_Given entries_
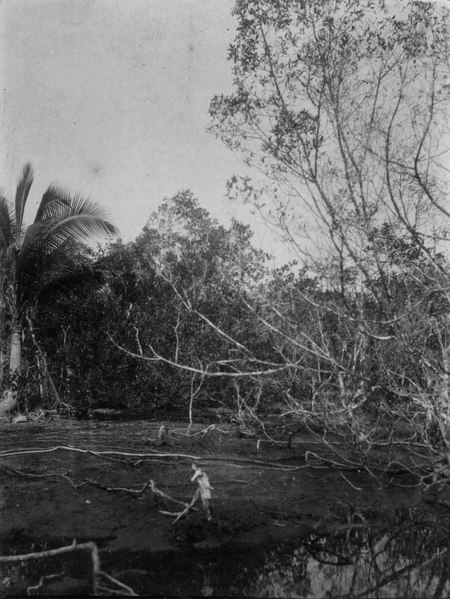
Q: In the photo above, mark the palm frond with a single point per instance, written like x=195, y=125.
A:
x=53, y=196
x=22, y=191
x=6, y=221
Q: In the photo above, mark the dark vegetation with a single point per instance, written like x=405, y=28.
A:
x=353, y=336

_What to work on_
Set out every line of the listing above as a numbered list, skipping any blank lines and leaving the pictures out.

_Solution for this exercise_
1. Q: In the photo above, mark the palm frond with a single point per instance, written like x=195, y=125.
2. A:
3. x=53, y=196
4. x=22, y=191
5. x=6, y=221
6. Q: In the photo above, mark the dark vegetation with a single point per instance, written like x=405, y=28.
7. A:
8. x=353, y=336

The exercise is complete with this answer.